[Records from a collection]
═══

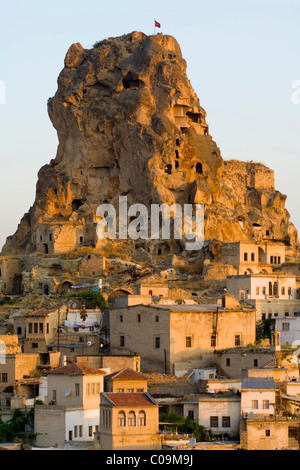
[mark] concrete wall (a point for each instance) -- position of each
(114, 437)
(110, 363)
(230, 362)
(254, 436)
(219, 407)
(90, 387)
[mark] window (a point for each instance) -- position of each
(141, 418)
(255, 404)
(237, 340)
(4, 378)
(214, 422)
(131, 419)
(225, 421)
(266, 404)
(121, 419)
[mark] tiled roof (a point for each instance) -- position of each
(42, 312)
(74, 369)
(126, 374)
(258, 382)
(130, 399)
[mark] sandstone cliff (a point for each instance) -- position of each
(129, 123)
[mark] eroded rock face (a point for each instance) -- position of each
(130, 124)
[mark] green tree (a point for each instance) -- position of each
(264, 329)
(94, 298)
(185, 426)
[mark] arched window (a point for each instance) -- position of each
(142, 418)
(131, 419)
(122, 419)
(270, 288)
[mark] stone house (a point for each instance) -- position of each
(232, 362)
(252, 257)
(72, 412)
(289, 328)
(258, 396)
(269, 433)
(275, 308)
(217, 412)
(129, 421)
(272, 286)
(126, 381)
(167, 336)
(110, 363)
(41, 326)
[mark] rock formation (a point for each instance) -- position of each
(130, 124)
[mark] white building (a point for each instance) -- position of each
(219, 414)
(270, 286)
(289, 328)
(72, 413)
(258, 396)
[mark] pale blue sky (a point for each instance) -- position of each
(242, 55)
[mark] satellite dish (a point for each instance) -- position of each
(192, 442)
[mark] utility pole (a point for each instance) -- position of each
(58, 323)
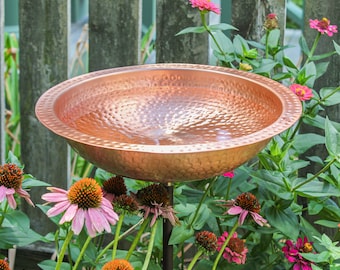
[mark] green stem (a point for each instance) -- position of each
(201, 201)
(311, 52)
(88, 240)
(315, 175)
(194, 260)
(219, 255)
(63, 249)
(211, 34)
(2, 218)
(101, 254)
(115, 243)
(136, 240)
(150, 246)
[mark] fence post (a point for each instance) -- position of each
(43, 63)
(249, 16)
(114, 33)
(2, 90)
(171, 17)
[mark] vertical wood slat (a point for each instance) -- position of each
(43, 63)
(249, 16)
(171, 17)
(2, 90)
(114, 33)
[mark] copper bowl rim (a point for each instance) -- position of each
(291, 111)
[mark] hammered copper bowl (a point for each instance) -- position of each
(168, 122)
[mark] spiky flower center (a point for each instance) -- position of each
(4, 265)
(248, 201)
(324, 23)
(236, 245)
(115, 185)
(155, 193)
(125, 204)
(86, 193)
(11, 176)
(117, 264)
(207, 240)
(307, 247)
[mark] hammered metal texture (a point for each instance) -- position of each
(168, 122)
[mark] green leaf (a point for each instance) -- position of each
(193, 29)
(305, 141)
(327, 223)
(284, 220)
(314, 207)
(273, 38)
(180, 233)
(303, 45)
(51, 265)
(222, 27)
(317, 189)
(332, 139)
(330, 95)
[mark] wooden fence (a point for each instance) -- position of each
(114, 40)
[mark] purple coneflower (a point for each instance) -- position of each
(82, 203)
(11, 177)
(245, 204)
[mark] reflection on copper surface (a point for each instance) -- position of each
(168, 122)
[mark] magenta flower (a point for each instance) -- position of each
(293, 253)
(303, 92)
(205, 5)
(229, 174)
(245, 204)
(11, 177)
(324, 26)
(235, 251)
(154, 199)
(82, 204)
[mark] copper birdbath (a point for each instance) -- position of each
(168, 122)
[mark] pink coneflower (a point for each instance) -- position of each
(154, 199)
(117, 264)
(245, 204)
(323, 26)
(11, 177)
(235, 250)
(271, 22)
(82, 203)
(113, 187)
(229, 174)
(207, 241)
(293, 253)
(205, 5)
(302, 91)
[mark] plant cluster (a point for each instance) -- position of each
(265, 214)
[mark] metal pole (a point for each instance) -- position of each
(167, 229)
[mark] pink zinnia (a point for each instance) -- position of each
(205, 5)
(229, 174)
(11, 177)
(245, 204)
(293, 253)
(235, 251)
(302, 91)
(82, 203)
(323, 26)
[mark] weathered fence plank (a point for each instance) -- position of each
(43, 64)
(249, 16)
(2, 91)
(171, 17)
(114, 33)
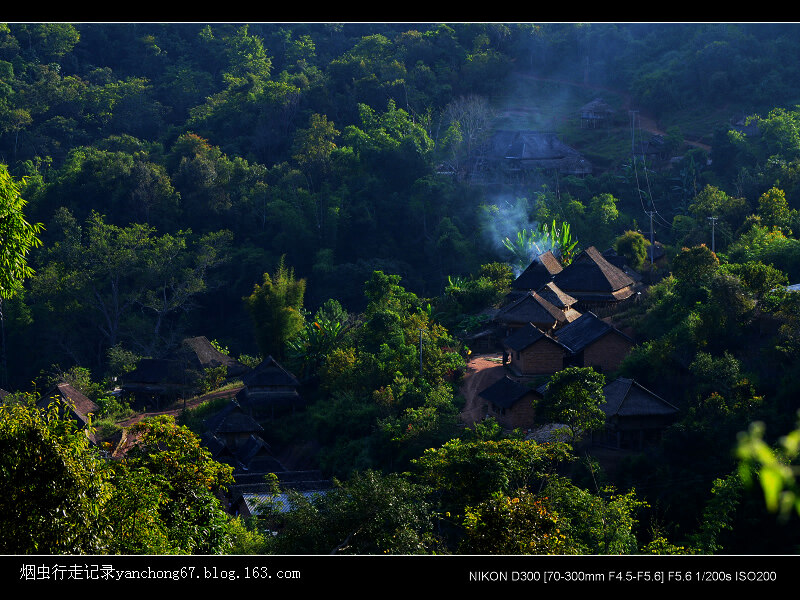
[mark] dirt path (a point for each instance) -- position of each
(482, 371)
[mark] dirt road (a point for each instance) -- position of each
(482, 371)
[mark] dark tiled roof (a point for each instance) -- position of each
(530, 308)
(589, 272)
(269, 374)
(526, 336)
(539, 272)
(556, 296)
(208, 356)
(584, 331)
(626, 397)
(157, 371)
(232, 419)
(505, 392)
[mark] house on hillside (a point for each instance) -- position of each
(232, 426)
(208, 357)
(596, 113)
(594, 281)
(157, 380)
(593, 342)
(268, 387)
(529, 351)
(535, 309)
(635, 416)
(540, 272)
(560, 299)
(72, 404)
(520, 152)
(511, 403)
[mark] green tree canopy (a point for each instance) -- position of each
(276, 309)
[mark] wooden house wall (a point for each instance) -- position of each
(520, 415)
(541, 358)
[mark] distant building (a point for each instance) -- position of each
(593, 280)
(268, 387)
(540, 272)
(596, 113)
(531, 352)
(177, 375)
(511, 403)
(519, 152)
(594, 343)
(536, 309)
(72, 404)
(635, 416)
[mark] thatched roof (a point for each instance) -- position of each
(556, 296)
(584, 331)
(591, 277)
(78, 405)
(528, 335)
(627, 398)
(269, 374)
(538, 273)
(531, 308)
(207, 356)
(535, 149)
(232, 419)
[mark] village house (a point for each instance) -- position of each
(72, 404)
(529, 351)
(593, 342)
(268, 387)
(635, 416)
(596, 113)
(511, 403)
(531, 308)
(540, 272)
(560, 299)
(593, 280)
(517, 153)
(156, 380)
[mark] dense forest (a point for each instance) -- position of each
(322, 194)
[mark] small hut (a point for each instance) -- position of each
(511, 403)
(635, 416)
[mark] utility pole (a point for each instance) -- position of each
(420, 354)
(651, 213)
(713, 224)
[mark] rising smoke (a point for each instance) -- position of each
(505, 218)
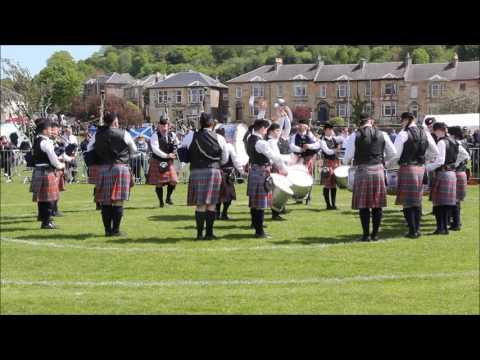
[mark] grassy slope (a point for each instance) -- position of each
(151, 229)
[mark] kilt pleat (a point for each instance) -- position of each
(44, 185)
(461, 185)
(329, 181)
(204, 186)
(112, 183)
(444, 189)
(155, 177)
(410, 186)
(258, 196)
(369, 187)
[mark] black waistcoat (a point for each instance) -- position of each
(205, 151)
(253, 154)
(40, 156)
(415, 147)
(110, 147)
(369, 147)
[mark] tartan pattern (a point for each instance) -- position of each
(444, 189)
(258, 197)
(461, 185)
(410, 186)
(44, 185)
(330, 182)
(204, 186)
(112, 183)
(227, 190)
(92, 174)
(155, 177)
(369, 189)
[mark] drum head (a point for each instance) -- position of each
(282, 183)
(300, 178)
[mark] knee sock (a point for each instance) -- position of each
(210, 220)
(326, 197)
(365, 220)
(107, 218)
(333, 194)
(376, 220)
(200, 217)
(117, 214)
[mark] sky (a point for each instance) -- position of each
(34, 57)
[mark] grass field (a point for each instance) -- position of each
(311, 265)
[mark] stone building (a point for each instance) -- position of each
(384, 90)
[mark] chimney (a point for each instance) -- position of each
(278, 63)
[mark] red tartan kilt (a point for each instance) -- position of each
(410, 186)
(461, 185)
(112, 183)
(44, 186)
(444, 188)
(330, 181)
(155, 177)
(369, 189)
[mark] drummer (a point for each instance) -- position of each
(412, 143)
(367, 148)
(261, 156)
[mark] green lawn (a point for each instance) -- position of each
(311, 265)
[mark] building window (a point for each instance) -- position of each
(258, 91)
(162, 97)
(238, 92)
(195, 96)
(390, 89)
(390, 109)
(279, 90)
(343, 90)
(300, 90)
(323, 91)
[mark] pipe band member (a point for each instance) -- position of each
(444, 188)
(461, 173)
(260, 158)
(367, 147)
(113, 147)
(412, 143)
(207, 152)
(161, 169)
(227, 190)
(44, 185)
(329, 144)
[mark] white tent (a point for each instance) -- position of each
(470, 121)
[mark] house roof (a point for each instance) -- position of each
(188, 79)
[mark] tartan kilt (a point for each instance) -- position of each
(329, 181)
(369, 189)
(258, 197)
(410, 186)
(227, 190)
(44, 185)
(204, 186)
(112, 183)
(155, 177)
(461, 185)
(92, 173)
(444, 189)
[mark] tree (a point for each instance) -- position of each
(420, 56)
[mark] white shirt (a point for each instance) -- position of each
(156, 148)
(47, 146)
(126, 137)
(390, 151)
(187, 141)
(263, 147)
(402, 138)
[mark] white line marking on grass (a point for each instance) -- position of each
(252, 282)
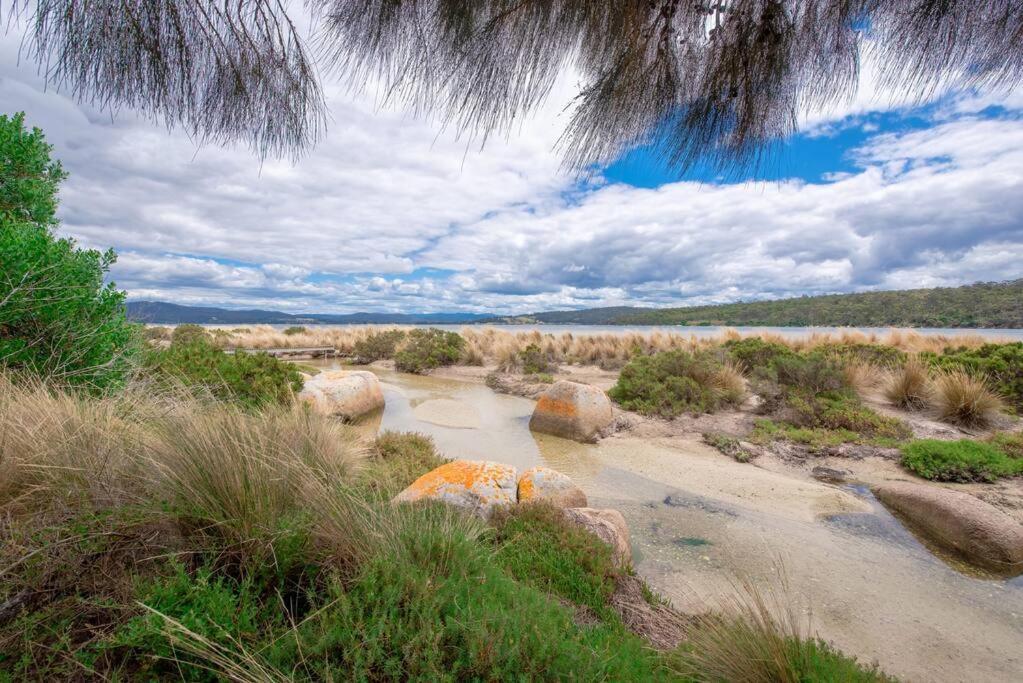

═══

▸ DO THIS:
Quote the records verbatim, starting at the line that contains "[mark] tree (a" and continuing through the end of the records. Leave the pictures out of your answer.

▸ COMPLETED TASK:
[mark] tree (a point for each instance) -- position of each
(420, 56)
[mark] white shirt (a point for each instance) -- position of each
(156, 148)
(47, 146)
(126, 137)
(390, 151)
(187, 141)
(263, 147)
(402, 138)
[mark] white line marking on grass (a point for each instance) -- position of each
(252, 282)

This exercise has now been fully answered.